::: 文書抜粋

愛媛県立中央病院 IBDセンターの論文が Inflammatory Bowel Diseases (IF:4.3)にアクセプトされました.
以下,first author Sからのコメントです.

愛媛県立中央病院 IBDセンターが投稿しておりました,Geboes scoreでミリキズマブの治療効果を予測する論文” Mirikizumab Efficacy in Ulcerative Colitis: Association With Pretreatment Geboes Score Features in a Case Series”が
Inflammatory Bowel Diseases (IF:4.3)にアクセプトされました.

潰瘍性大腸炎の新規治療薬であるミリキズマブ(オンボー)はTh17細胞の分化に不可欠なサイトカインを標的とするIL-23阻害薬です.潰瘍性大腸炎の病理スコアであるGeboes scoreのGrade 3(上皮への好中球浸潤)はTh17細胞が産生するIL-17によって誘導されます.そのためミリキズマブなどの生物学的製剤の有効性は組織学的所見と密接に関連している可能性があります.今回,活動期の潰瘍性大腸炎患者における治療前のGeboes scoreとミリキズマブの有効性との関連性を調査しました.2023年7月から2024年12月の間に,愛媛県立中央病院で臨床症状がある潰瘍性大腸炎患者に対してミリキズマブを投与した10例を対象とし,導入前のCSで得られたGeboes scoreとミリキズマブ導入24週での治療効果を評価しております.

ミリキズマブ治療開始24週後,6例が完全奏効(臨床的寛解かつ粘膜治癒)を達成しました. 2例の患者は部分奏効を示し,2名は無反応のため治療を中止しました.完全奏効6例のうち5例は上皮への著明な好中球浸潤を示しておりGrade 3.3でした.一方,部分奏効2例はいずれもGrade 3.2以下でした.特筆すべきは,粘膜固有層への好酸球浸潤がほとんどなくGrade 2A.0であった患者は全員が効果不応でした.上皮への顕著な好中球浸潤は、Th17優位のサイトカインプロファイルを示唆している可能性があり,逆に,大腸炎におけるIL-23-顆粒球-マクロファージコロニー刺激因子軸の重要な因子である好酸球が認められないことは,Th17の関与が限定的である可能性があります.

以上の結果から,治療導入前の組織学的所見によりMIRIの治療効果を予測できる可能性があると考えました.

本研究は愛媛県立中央病院の消化器内科診療に携わる先生方や医療スタッフのご協力によって行うことができました.深い感謝を申し上げます.

::::::
::: 確認データ

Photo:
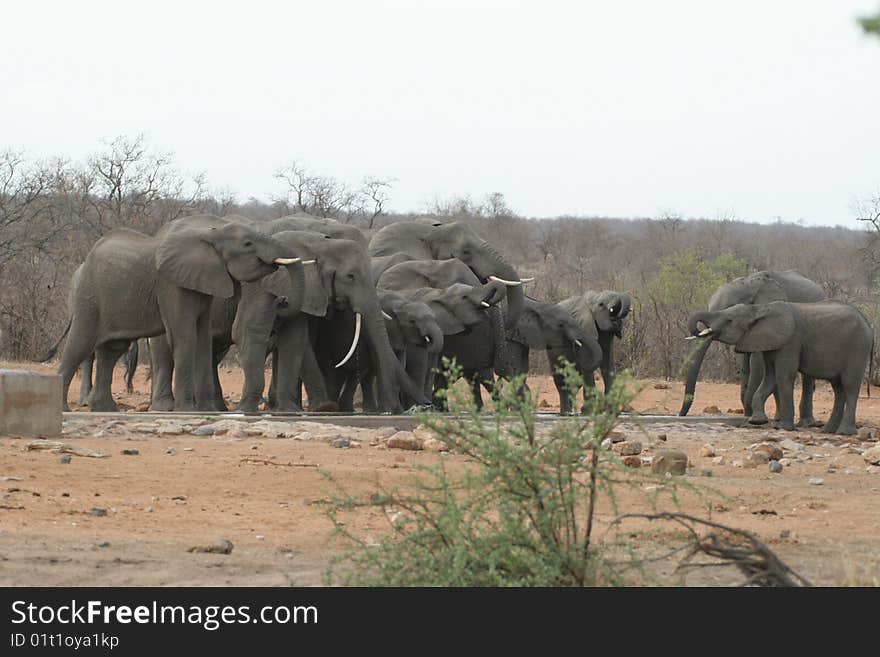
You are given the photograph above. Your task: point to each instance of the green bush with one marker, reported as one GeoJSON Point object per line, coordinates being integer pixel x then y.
{"type": "Point", "coordinates": [521, 513]}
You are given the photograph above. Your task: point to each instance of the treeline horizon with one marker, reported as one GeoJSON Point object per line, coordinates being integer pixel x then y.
{"type": "Point", "coordinates": [53, 211]}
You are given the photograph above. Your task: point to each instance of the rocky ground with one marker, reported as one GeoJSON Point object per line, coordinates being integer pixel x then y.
{"type": "Point", "coordinates": [230, 502]}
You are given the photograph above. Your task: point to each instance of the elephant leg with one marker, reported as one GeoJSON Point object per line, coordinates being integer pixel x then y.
{"type": "Point", "coordinates": [85, 373]}
{"type": "Point", "coordinates": [287, 362]}
{"type": "Point", "coordinates": [80, 346]}
{"type": "Point", "coordinates": [836, 417]}
{"type": "Point", "coordinates": [606, 341]}
{"type": "Point", "coordinates": [161, 372]}
{"type": "Point", "coordinates": [786, 372]}
{"type": "Point", "coordinates": [808, 388]}
{"type": "Point", "coordinates": [252, 353]}
{"type": "Point", "coordinates": [765, 389]}
{"type": "Point", "coordinates": [106, 356]}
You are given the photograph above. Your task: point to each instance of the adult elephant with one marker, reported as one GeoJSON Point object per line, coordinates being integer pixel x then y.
{"type": "Point", "coordinates": [550, 327]}
{"type": "Point", "coordinates": [442, 241]}
{"type": "Point", "coordinates": [417, 340]}
{"type": "Point", "coordinates": [481, 350]}
{"type": "Point", "coordinates": [461, 312]}
{"type": "Point", "coordinates": [601, 314]}
{"type": "Point", "coordinates": [824, 340]}
{"type": "Point", "coordinates": [339, 302]}
{"type": "Point", "coordinates": [133, 285]}
{"type": "Point", "coordinates": [760, 287]}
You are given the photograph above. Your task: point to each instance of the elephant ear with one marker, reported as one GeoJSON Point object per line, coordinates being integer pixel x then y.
{"type": "Point", "coordinates": [316, 298]}
{"type": "Point", "coordinates": [767, 290]}
{"type": "Point", "coordinates": [187, 257]}
{"type": "Point", "coordinates": [580, 310]}
{"type": "Point", "coordinates": [528, 330]}
{"type": "Point", "coordinates": [772, 326]}
{"type": "Point", "coordinates": [449, 323]}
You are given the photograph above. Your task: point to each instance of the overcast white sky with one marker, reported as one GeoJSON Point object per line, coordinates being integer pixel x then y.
{"type": "Point", "coordinates": [747, 108]}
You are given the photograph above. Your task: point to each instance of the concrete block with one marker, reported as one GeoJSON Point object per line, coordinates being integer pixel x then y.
{"type": "Point", "coordinates": [30, 403]}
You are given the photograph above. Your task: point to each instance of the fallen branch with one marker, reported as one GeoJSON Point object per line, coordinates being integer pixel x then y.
{"type": "Point", "coordinates": [255, 461]}
{"type": "Point", "coordinates": [731, 547]}
{"type": "Point", "coordinates": [64, 448]}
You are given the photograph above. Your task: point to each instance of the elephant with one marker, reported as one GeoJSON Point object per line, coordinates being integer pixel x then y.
{"type": "Point", "coordinates": [442, 241]}
{"type": "Point", "coordinates": [461, 311]}
{"type": "Point", "coordinates": [552, 328]}
{"type": "Point", "coordinates": [822, 340]}
{"type": "Point", "coordinates": [338, 299]}
{"type": "Point", "coordinates": [759, 287]}
{"type": "Point", "coordinates": [601, 314]}
{"type": "Point", "coordinates": [481, 350]}
{"type": "Point", "coordinates": [417, 341]}
{"type": "Point", "coordinates": [133, 285]}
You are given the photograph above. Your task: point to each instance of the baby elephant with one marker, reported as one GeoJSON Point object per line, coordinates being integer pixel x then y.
{"type": "Point", "coordinates": [824, 340]}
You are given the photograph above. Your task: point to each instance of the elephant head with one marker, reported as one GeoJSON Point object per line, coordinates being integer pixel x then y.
{"type": "Point", "coordinates": [757, 288]}
{"type": "Point", "coordinates": [750, 327]}
{"type": "Point", "coordinates": [341, 280]}
{"type": "Point", "coordinates": [442, 241]}
{"type": "Point", "coordinates": [600, 312]}
{"type": "Point", "coordinates": [548, 326]}
{"type": "Point", "coordinates": [207, 254]}
{"type": "Point", "coordinates": [414, 320]}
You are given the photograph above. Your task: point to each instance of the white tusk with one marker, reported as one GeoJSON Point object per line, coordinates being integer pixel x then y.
{"type": "Point", "coordinates": [357, 336]}
{"type": "Point", "coordinates": [507, 283]}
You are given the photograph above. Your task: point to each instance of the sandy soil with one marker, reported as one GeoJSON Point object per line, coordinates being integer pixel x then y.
{"type": "Point", "coordinates": [266, 496]}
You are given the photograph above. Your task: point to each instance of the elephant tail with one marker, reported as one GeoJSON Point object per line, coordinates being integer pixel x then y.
{"type": "Point", "coordinates": [54, 348]}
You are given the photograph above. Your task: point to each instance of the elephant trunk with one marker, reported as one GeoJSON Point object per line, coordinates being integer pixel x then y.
{"type": "Point", "coordinates": [515, 293]}
{"type": "Point", "coordinates": [694, 362]}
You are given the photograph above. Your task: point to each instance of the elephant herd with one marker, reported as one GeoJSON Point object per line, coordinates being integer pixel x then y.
{"type": "Point", "coordinates": [334, 310]}
{"type": "Point", "coordinates": [337, 312]}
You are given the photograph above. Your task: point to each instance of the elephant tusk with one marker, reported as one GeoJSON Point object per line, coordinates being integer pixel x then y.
{"type": "Point", "coordinates": [507, 283]}
{"type": "Point", "coordinates": [357, 336]}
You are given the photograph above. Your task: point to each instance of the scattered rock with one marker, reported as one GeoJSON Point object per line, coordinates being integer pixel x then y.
{"type": "Point", "coordinates": [221, 546]}
{"type": "Point", "coordinates": [404, 440]}
{"type": "Point", "coordinates": [616, 436]}
{"type": "Point", "coordinates": [872, 456]}
{"type": "Point", "coordinates": [628, 448]}
{"type": "Point", "coordinates": [671, 461]}
{"type": "Point", "coordinates": [774, 452]}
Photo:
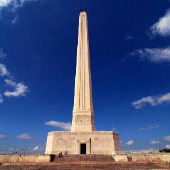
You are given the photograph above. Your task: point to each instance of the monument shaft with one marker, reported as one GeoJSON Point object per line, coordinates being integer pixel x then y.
{"type": "Point", "coordinates": [83, 116]}
{"type": "Point", "coordinates": [83, 139]}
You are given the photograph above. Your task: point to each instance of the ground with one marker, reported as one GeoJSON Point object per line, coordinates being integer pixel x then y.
{"type": "Point", "coordinates": [86, 165]}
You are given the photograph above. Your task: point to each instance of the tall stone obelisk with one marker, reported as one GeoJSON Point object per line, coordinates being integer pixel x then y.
{"type": "Point", "coordinates": [83, 139]}
{"type": "Point", "coordinates": [83, 116]}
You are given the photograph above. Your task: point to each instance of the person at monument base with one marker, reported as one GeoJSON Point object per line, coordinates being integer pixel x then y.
{"type": "Point", "coordinates": [83, 137]}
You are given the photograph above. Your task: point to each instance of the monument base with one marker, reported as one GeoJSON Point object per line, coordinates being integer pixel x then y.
{"type": "Point", "coordinates": [95, 142]}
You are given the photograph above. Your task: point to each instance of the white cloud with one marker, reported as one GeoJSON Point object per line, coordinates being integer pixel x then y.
{"type": "Point", "coordinates": [131, 142]}
{"type": "Point", "coordinates": [24, 136]}
{"type": "Point", "coordinates": [1, 100]}
{"type": "Point", "coordinates": [114, 128]}
{"type": "Point", "coordinates": [19, 89]}
{"type": "Point", "coordinates": [162, 27]}
{"type": "Point", "coordinates": [152, 100]}
{"type": "Point", "coordinates": [3, 70]}
{"type": "Point", "coordinates": [154, 142]}
{"type": "Point", "coordinates": [2, 54]}
{"type": "Point", "coordinates": [149, 127]}
{"type": "Point", "coordinates": [128, 37]}
{"type": "Point", "coordinates": [62, 125]}
{"type": "Point", "coordinates": [155, 55]}
{"type": "Point", "coordinates": [4, 3]}
{"type": "Point", "coordinates": [35, 148]}
{"type": "Point", "coordinates": [2, 136]}
{"type": "Point", "coordinates": [14, 21]}
{"type": "Point", "coordinates": [14, 3]}
{"type": "Point", "coordinates": [167, 138]}
{"type": "Point", "coordinates": [167, 146]}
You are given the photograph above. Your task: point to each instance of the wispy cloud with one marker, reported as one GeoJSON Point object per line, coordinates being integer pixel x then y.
{"type": "Point", "coordinates": [152, 100]}
{"type": "Point", "coordinates": [162, 27]}
{"type": "Point", "coordinates": [128, 36]}
{"type": "Point", "coordinates": [15, 20]}
{"type": "Point", "coordinates": [24, 136]}
{"type": "Point", "coordinates": [4, 3]}
{"type": "Point", "coordinates": [114, 128]}
{"type": "Point", "coordinates": [131, 142]}
{"type": "Point", "coordinates": [2, 54]}
{"type": "Point", "coordinates": [3, 70]}
{"type": "Point", "coordinates": [149, 127]}
{"type": "Point", "coordinates": [2, 136]}
{"type": "Point", "coordinates": [167, 138]}
{"type": "Point", "coordinates": [1, 99]}
{"type": "Point", "coordinates": [167, 146]}
{"type": "Point", "coordinates": [12, 6]}
{"type": "Point", "coordinates": [13, 3]}
{"type": "Point", "coordinates": [155, 55]}
{"type": "Point", "coordinates": [35, 148]}
{"type": "Point", "coordinates": [154, 142]}
{"type": "Point", "coordinates": [19, 89]}
{"type": "Point", "coordinates": [62, 125]}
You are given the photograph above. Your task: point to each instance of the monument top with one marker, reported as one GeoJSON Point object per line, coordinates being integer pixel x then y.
{"type": "Point", "coordinates": [83, 117]}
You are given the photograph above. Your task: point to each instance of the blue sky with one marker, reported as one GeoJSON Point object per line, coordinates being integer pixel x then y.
{"type": "Point", "coordinates": [130, 65]}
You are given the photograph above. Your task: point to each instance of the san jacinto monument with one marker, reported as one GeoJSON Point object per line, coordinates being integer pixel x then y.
{"type": "Point", "coordinates": [83, 137]}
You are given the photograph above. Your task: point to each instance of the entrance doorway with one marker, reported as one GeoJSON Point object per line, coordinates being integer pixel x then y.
{"type": "Point", "coordinates": [83, 148]}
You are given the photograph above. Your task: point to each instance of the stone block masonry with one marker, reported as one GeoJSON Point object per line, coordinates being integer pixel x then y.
{"type": "Point", "coordinates": [97, 142]}
{"type": "Point", "coordinates": [26, 158]}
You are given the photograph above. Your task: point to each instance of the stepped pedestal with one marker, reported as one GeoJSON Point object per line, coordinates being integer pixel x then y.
{"type": "Point", "coordinates": [96, 142]}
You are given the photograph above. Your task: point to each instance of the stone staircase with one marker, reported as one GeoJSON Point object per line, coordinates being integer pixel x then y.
{"type": "Point", "coordinates": [84, 158]}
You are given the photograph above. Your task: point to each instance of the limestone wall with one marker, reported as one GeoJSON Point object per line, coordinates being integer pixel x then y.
{"type": "Point", "coordinates": [97, 142]}
{"type": "Point", "coordinates": [151, 157]}
{"type": "Point", "coordinates": [26, 158]}
{"type": "Point", "coordinates": [120, 158]}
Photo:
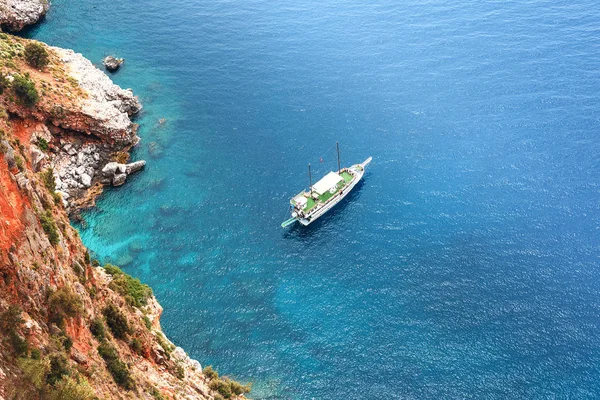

::::::

» やること
A – 文書抜粋に書かれている、ミリキズマブ治療開始24週後の治療効果の区分を、それぞれの例数とともにすべて挙げよ。
B – 文書抜粋をもとに、次の問いに一行ずつ答えよ。
(i) 論文がアクセプトされた雑誌名と、そのIFはいくつか。
(ii) ミリキズマブはどのような薬と説明されているか。
(iii) 対象となった症例はいつからいつまでの間に投与された何例か。

» 出力結果
A –
・完全奏効(臨床的寛解かつ粘膜治癒):6例
・部分奏効:2例
・無反応(治療中止):2例

B –
(i) Inflammatory Bowel Diseases、IFは4.3
(ii) Th17細胞の分化に不可欠なサイトカインを標的とするIL-23阻害薬
(iii) 2023年7月から2024年12月の間に投与された10例